[Problem]: Repeat all entries exactly.
[start]
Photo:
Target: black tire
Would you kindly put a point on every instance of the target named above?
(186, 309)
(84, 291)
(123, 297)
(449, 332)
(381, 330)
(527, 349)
[end]
[Solution for this task]:
Photo:
Target: black tire
Would you kindly put a point on every instance of the target named above?
(186, 309)
(84, 291)
(123, 297)
(449, 332)
(381, 330)
(527, 349)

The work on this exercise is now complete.